## EXERCISE BRIEF
In the entries below, repeat only the lines between those holding "[spot] the wooden stick" and "[spot] the woman's", inclusive. Leave pictures out.
──────── PROVIDED DATA
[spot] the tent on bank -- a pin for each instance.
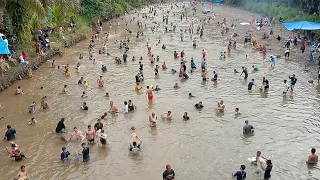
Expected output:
(301, 25)
(4, 49)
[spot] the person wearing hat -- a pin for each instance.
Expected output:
(60, 126)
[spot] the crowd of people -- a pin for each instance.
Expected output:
(97, 134)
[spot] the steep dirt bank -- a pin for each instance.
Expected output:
(16, 73)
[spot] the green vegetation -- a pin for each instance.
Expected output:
(289, 10)
(20, 19)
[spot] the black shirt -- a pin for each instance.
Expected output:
(267, 173)
(60, 126)
(168, 175)
(10, 134)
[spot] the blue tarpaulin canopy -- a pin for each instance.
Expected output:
(4, 49)
(301, 25)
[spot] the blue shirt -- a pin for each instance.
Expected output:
(240, 175)
(64, 155)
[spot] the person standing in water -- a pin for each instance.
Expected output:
(313, 158)
(100, 81)
(245, 72)
(149, 93)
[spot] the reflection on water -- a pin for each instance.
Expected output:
(208, 146)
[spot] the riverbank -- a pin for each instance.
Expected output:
(20, 72)
(275, 47)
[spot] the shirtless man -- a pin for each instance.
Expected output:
(22, 175)
(44, 103)
(90, 135)
(313, 158)
(149, 93)
(100, 82)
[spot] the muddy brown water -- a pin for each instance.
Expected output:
(208, 146)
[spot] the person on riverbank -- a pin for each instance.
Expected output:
(90, 135)
(247, 128)
(168, 174)
(60, 126)
(313, 158)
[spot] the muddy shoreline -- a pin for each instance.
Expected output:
(20, 72)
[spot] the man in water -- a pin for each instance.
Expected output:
(293, 80)
(248, 128)
(215, 76)
(60, 126)
(64, 154)
(168, 174)
(149, 93)
(250, 84)
(10, 134)
(245, 72)
(98, 125)
(100, 81)
(90, 135)
(134, 147)
(85, 152)
(240, 175)
(286, 87)
(313, 158)
(198, 105)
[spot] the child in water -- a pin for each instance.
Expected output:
(237, 110)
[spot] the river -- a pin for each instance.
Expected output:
(208, 146)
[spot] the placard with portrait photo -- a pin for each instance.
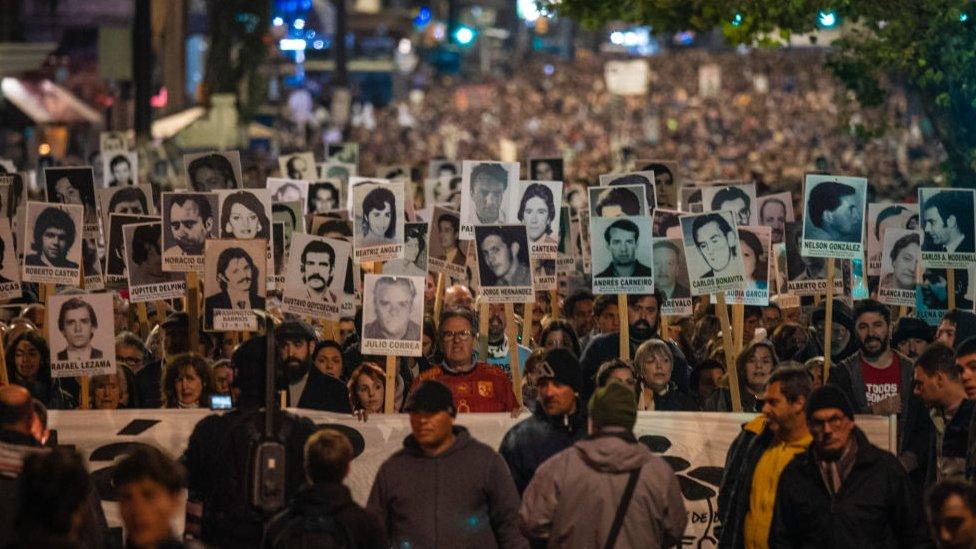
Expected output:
(489, 194)
(131, 200)
(883, 216)
(671, 276)
(900, 266)
(629, 179)
(378, 220)
(415, 250)
(120, 168)
(754, 248)
(234, 284)
(775, 211)
(622, 255)
(10, 267)
(298, 166)
(82, 334)
(326, 196)
(538, 210)
(738, 199)
(53, 236)
(115, 264)
(617, 201)
(346, 152)
(946, 219)
(665, 180)
(189, 220)
(393, 312)
(74, 185)
(833, 216)
(546, 169)
(147, 281)
(213, 171)
(316, 277)
(505, 266)
(446, 249)
(711, 245)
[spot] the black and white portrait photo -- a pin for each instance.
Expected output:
(671, 276)
(74, 186)
(738, 199)
(834, 216)
(504, 265)
(297, 166)
(234, 284)
(393, 311)
(644, 179)
(132, 200)
(775, 211)
(119, 169)
(316, 276)
(712, 252)
(82, 334)
(325, 196)
(9, 268)
(378, 220)
(622, 255)
(665, 180)
(900, 266)
(189, 219)
(947, 224)
(489, 194)
(144, 264)
(53, 237)
(446, 255)
(538, 210)
(115, 275)
(618, 201)
(546, 169)
(213, 171)
(415, 249)
(245, 214)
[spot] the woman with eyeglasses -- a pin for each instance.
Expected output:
(654, 362)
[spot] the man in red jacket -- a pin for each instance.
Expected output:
(476, 386)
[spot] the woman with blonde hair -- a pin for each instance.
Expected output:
(654, 363)
(753, 367)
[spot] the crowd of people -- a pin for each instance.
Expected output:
(571, 473)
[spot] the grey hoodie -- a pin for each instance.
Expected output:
(464, 497)
(574, 496)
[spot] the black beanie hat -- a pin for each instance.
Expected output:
(562, 366)
(829, 396)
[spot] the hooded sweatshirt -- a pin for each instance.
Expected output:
(463, 497)
(573, 497)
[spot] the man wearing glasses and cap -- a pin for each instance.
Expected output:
(476, 386)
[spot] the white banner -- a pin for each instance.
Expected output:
(693, 443)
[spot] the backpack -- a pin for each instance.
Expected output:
(304, 531)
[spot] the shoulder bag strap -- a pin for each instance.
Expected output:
(618, 518)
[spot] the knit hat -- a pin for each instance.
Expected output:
(561, 366)
(829, 396)
(613, 405)
(907, 327)
(431, 397)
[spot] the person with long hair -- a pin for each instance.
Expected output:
(753, 367)
(187, 382)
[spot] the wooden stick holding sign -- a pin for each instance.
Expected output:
(828, 318)
(623, 311)
(513, 352)
(951, 285)
(731, 373)
(390, 387)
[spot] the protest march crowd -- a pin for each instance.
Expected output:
(439, 289)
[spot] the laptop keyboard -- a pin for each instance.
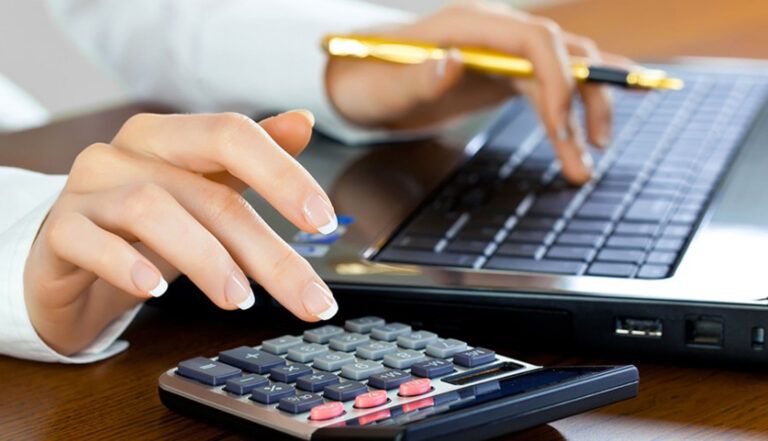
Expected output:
(508, 208)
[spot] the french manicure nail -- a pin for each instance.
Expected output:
(320, 214)
(307, 114)
(148, 279)
(238, 291)
(319, 302)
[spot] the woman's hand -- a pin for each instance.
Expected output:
(163, 198)
(399, 96)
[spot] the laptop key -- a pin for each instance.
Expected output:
(616, 255)
(632, 242)
(429, 258)
(653, 272)
(661, 257)
(571, 253)
(612, 269)
(531, 265)
(519, 250)
(590, 240)
(529, 236)
(645, 210)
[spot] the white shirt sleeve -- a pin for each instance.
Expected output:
(248, 56)
(26, 199)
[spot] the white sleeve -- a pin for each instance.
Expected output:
(248, 56)
(26, 199)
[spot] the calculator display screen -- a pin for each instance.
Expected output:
(473, 395)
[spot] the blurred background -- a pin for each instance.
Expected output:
(39, 49)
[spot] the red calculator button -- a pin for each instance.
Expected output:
(415, 387)
(371, 399)
(326, 411)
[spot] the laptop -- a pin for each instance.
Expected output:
(664, 252)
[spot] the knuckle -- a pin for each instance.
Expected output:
(225, 202)
(228, 126)
(92, 159)
(141, 201)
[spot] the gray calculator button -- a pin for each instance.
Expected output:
(416, 340)
(363, 325)
(306, 352)
(376, 350)
(403, 359)
(322, 334)
(361, 370)
(332, 361)
(348, 342)
(280, 345)
(445, 347)
(390, 331)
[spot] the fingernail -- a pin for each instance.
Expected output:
(319, 302)
(148, 279)
(238, 290)
(320, 214)
(307, 114)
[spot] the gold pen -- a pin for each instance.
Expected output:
(490, 62)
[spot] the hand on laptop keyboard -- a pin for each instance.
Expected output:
(421, 95)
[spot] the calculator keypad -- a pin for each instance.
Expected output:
(364, 365)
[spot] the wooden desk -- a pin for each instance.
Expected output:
(117, 398)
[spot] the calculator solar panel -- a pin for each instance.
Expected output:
(508, 209)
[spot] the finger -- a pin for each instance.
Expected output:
(287, 276)
(210, 143)
(291, 130)
(596, 98)
(78, 241)
(149, 214)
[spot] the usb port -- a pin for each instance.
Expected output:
(704, 332)
(635, 327)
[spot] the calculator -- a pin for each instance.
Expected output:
(372, 379)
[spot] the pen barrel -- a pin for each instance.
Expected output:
(608, 75)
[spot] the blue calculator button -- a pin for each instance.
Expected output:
(432, 368)
(245, 384)
(344, 391)
(289, 373)
(300, 403)
(251, 360)
(272, 393)
(207, 371)
(389, 379)
(316, 382)
(474, 357)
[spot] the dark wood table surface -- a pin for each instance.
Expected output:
(117, 398)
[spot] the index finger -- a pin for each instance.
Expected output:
(233, 143)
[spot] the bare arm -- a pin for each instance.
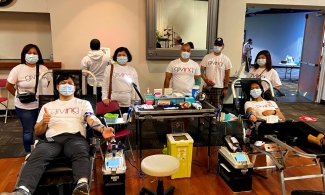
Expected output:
(11, 88)
(167, 79)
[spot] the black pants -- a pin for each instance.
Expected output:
(99, 92)
(74, 146)
(298, 129)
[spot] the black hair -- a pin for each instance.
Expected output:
(268, 64)
(26, 49)
(94, 44)
(65, 76)
(120, 49)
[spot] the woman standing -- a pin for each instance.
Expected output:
(263, 69)
(122, 90)
(23, 76)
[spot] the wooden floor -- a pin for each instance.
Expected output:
(200, 182)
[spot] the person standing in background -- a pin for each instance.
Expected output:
(95, 62)
(122, 91)
(247, 55)
(22, 79)
(216, 67)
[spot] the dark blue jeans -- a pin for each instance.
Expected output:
(28, 120)
(74, 146)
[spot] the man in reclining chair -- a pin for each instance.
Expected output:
(62, 121)
(259, 108)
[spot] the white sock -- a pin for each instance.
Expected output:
(82, 181)
(24, 188)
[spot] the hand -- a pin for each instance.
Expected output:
(46, 116)
(252, 118)
(268, 112)
(108, 133)
(107, 101)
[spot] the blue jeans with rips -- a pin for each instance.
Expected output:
(28, 120)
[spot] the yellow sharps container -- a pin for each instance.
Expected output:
(180, 146)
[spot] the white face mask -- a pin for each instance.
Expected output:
(261, 62)
(122, 60)
(255, 93)
(66, 89)
(185, 55)
(217, 49)
(31, 58)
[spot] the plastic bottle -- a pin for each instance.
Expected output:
(164, 150)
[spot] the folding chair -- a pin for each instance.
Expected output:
(4, 100)
(113, 107)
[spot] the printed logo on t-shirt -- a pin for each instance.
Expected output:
(213, 63)
(74, 110)
(183, 69)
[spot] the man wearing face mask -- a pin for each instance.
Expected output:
(63, 123)
(96, 61)
(216, 70)
(183, 72)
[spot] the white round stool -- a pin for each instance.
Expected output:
(159, 165)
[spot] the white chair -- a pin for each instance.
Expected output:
(159, 165)
(4, 100)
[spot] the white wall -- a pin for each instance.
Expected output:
(278, 33)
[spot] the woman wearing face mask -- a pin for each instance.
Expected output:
(259, 108)
(23, 76)
(263, 69)
(122, 91)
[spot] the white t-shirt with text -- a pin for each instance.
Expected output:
(183, 75)
(271, 75)
(66, 116)
(260, 106)
(24, 77)
(216, 67)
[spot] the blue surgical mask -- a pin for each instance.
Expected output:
(66, 89)
(185, 55)
(31, 58)
(217, 49)
(255, 93)
(122, 60)
(261, 62)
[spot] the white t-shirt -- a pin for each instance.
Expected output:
(122, 91)
(66, 116)
(216, 67)
(183, 75)
(271, 75)
(260, 107)
(24, 77)
(96, 62)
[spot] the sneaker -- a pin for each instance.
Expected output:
(81, 189)
(201, 127)
(18, 191)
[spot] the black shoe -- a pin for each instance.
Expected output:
(18, 191)
(81, 189)
(201, 127)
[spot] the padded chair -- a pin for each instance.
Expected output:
(159, 166)
(58, 178)
(4, 100)
(113, 107)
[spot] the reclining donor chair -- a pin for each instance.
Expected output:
(240, 88)
(58, 178)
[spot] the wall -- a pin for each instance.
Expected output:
(20, 29)
(278, 33)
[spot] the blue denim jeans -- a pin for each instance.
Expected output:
(28, 120)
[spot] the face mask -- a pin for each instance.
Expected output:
(255, 93)
(217, 49)
(66, 89)
(31, 58)
(122, 60)
(261, 62)
(185, 55)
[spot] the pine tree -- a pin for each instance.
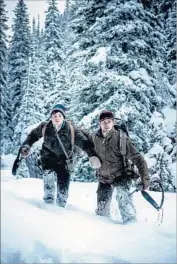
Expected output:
(161, 158)
(52, 80)
(3, 67)
(19, 67)
(170, 31)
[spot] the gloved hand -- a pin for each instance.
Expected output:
(145, 182)
(95, 162)
(25, 150)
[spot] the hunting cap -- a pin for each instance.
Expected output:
(106, 114)
(58, 108)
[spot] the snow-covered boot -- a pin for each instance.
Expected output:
(125, 204)
(49, 178)
(104, 195)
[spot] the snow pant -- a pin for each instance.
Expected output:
(124, 200)
(62, 177)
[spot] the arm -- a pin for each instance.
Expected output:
(34, 135)
(139, 161)
(83, 140)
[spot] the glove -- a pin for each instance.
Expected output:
(145, 182)
(25, 150)
(95, 162)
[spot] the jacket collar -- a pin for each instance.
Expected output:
(99, 133)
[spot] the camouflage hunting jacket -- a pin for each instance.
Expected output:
(108, 150)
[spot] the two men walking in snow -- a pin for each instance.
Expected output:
(57, 153)
(103, 149)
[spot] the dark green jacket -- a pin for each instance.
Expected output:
(51, 149)
(108, 150)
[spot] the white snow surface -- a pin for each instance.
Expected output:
(33, 232)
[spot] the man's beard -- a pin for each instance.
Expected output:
(105, 132)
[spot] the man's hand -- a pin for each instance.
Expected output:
(25, 150)
(145, 182)
(95, 162)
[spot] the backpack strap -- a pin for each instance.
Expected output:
(123, 145)
(44, 129)
(72, 136)
(93, 138)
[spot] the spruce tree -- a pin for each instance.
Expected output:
(19, 68)
(52, 80)
(3, 72)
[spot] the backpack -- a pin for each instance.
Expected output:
(72, 134)
(129, 167)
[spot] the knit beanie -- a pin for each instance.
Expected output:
(106, 114)
(58, 108)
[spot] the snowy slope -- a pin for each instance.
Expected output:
(32, 232)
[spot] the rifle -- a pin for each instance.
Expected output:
(17, 162)
(149, 199)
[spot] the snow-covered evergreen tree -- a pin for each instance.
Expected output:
(18, 68)
(170, 30)
(162, 154)
(52, 77)
(3, 72)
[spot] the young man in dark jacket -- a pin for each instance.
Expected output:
(111, 173)
(53, 155)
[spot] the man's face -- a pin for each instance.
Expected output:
(57, 119)
(107, 124)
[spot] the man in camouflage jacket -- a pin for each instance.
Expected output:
(111, 173)
(53, 157)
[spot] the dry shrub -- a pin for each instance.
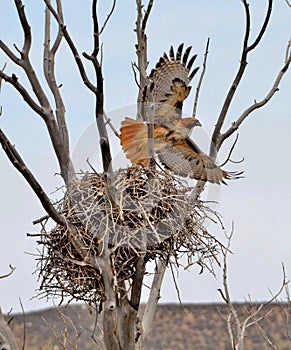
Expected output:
(154, 215)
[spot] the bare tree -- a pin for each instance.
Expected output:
(7, 339)
(105, 234)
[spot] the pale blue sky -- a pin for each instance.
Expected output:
(259, 204)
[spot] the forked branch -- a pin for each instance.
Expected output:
(19, 164)
(247, 48)
(257, 104)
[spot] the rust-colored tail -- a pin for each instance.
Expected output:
(134, 140)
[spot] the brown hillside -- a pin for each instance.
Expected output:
(201, 327)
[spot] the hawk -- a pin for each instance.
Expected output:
(167, 90)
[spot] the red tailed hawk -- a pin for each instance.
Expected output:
(168, 88)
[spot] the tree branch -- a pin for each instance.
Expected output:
(49, 72)
(141, 49)
(19, 164)
(235, 125)
(108, 17)
(13, 80)
(151, 306)
(200, 79)
(240, 72)
(72, 47)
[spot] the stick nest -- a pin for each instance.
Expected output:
(153, 216)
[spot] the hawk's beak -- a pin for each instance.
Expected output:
(197, 123)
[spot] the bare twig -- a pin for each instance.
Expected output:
(141, 48)
(9, 273)
(235, 125)
(154, 297)
(215, 144)
(200, 79)
(108, 17)
(72, 47)
(49, 72)
(19, 164)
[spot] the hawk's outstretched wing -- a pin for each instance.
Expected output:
(169, 83)
(174, 149)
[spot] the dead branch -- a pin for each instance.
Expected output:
(141, 47)
(108, 17)
(99, 109)
(7, 339)
(49, 72)
(200, 79)
(73, 48)
(19, 164)
(247, 48)
(9, 273)
(235, 125)
(150, 309)
(237, 337)
(43, 107)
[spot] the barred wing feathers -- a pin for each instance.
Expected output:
(170, 82)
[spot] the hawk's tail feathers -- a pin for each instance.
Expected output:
(134, 140)
(231, 175)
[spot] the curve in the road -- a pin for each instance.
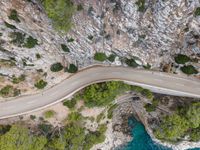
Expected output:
(177, 84)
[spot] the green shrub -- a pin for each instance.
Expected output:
(9, 91)
(112, 57)
(19, 79)
(40, 84)
(72, 68)
(70, 103)
(30, 42)
(181, 59)
(110, 111)
(38, 56)
(141, 5)
(14, 15)
(74, 117)
(65, 48)
(56, 67)
(100, 56)
(18, 38)
(49, 114)
(197, 11)
(9, 25)
(70, 40)
(60, 12)
(189, 70)
(79, 7)
(131, 62)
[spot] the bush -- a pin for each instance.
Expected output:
(70, 40)
(110, 111)
(17, 38)
(100, 56)
(49, 114)
(181, 59)
(40, 84)
(79, 7)
(56, 67)
(189, 70)
(131, 62)
(70, 103)
(197, 11)
(71, 69)
(14, 15)
(30, 42)
(9, 25)
(19, 79)
(112, 57)
(65, 48)
(60, 12)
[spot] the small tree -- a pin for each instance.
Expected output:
(40, 84)
(56, 67)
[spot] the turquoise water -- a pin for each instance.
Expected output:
(142, 140)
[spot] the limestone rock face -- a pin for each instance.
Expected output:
(162, 29)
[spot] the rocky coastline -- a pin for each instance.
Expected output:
(119, 132)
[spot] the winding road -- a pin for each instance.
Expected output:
(173, 84)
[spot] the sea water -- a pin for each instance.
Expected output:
(141, 139)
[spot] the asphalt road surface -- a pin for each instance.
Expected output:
(181, 85)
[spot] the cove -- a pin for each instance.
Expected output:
(141, 139)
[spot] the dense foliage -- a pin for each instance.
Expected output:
(60, 11)
(181, 59)
(40, 84)
(56, 67)
(14, 15)
(65, 48)
(100, 56)
(189, 69)
(131, 62)
(72, 68)
(184, 122)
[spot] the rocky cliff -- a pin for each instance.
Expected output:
(150, 31)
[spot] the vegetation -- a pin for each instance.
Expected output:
(9, 25)
(14, 15)
(79, 7)
(17, 38)
(49, 114)
(189, 69)
(30, 42)
(131, 62)
(18, 138)
(70, 40)
(110, 111)
(65, 48)
(19, 79)
(56, 67)
(181, 59)
(186, 121)
(100, 56)
(9, 91)
(70, 103)
(197, 11)
(38, 56)
(72, 68)
(60, 12)
(152, 107)
(112, 57)
(40, 84)
(141, 5)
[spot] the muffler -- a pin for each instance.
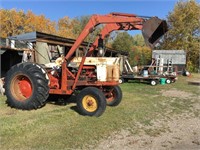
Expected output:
(153, 29)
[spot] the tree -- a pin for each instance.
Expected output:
(65, 27)
(13, 22)
(123, 41)
(80, 23)
(184, 33)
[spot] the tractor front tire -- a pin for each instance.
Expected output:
(26, 86)
(114, 97)
(91, 102)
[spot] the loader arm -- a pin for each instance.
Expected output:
(96, 20)
(108, 28)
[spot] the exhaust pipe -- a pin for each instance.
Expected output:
(153, 29)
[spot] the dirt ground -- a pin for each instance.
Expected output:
(182, 132)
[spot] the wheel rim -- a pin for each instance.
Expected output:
(168, 81)
(111, 96)
(21, 87)
(89, 103)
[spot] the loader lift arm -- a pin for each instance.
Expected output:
(113, 21)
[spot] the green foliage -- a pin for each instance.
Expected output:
(184, 33)
(61, 127)
(138, 40)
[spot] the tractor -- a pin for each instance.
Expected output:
(95, 79)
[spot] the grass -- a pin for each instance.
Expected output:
(61, 127)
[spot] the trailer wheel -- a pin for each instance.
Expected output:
(114, 97)
(91, 102)
(168, 81)
(153, 82)
(26, 86)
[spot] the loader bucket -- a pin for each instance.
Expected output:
(153, 29)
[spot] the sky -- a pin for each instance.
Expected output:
(56, 9)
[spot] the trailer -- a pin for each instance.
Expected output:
(153, 73)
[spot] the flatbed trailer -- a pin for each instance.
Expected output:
(152, 79)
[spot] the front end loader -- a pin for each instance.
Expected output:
(95, 79)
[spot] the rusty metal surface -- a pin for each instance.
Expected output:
(153, 30)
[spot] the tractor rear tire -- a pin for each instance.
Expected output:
(153, 82)
(91, 102)
(115, 96)
(26, 86)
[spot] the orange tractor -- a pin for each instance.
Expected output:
(96, 79)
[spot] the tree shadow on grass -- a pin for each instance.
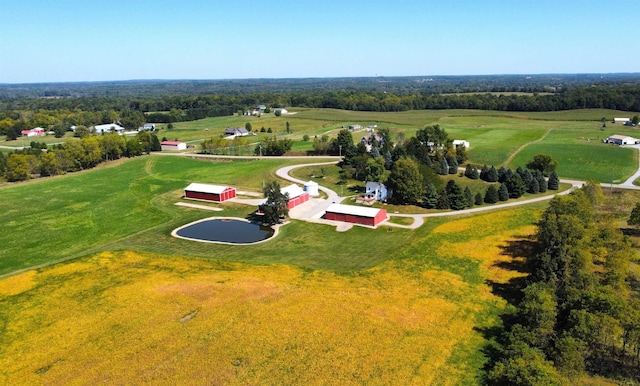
────────────────
## FINISHED EXERCISE
[spot] the wooden stick holding sign -- a pin for each instance.
Expected output:
(828, 318)
(623, 311)
(513, 352)
(951, 285)
(731, 373)
(390, 387)
[spot] the protest march crowd -- a pin for each instance.
Expected output:
(439, 289)
[spot] the laptop keyboard -- a pin for each instance.
Expected output:
(508, 208)
[spot] the french manicure nail -- a pin for each instance.
Expected output:
(320, 214)
(307, 114)
(148, 279)
(238, 291)
(319, 302)
[spot] the woman's hand -- a pin for each instance.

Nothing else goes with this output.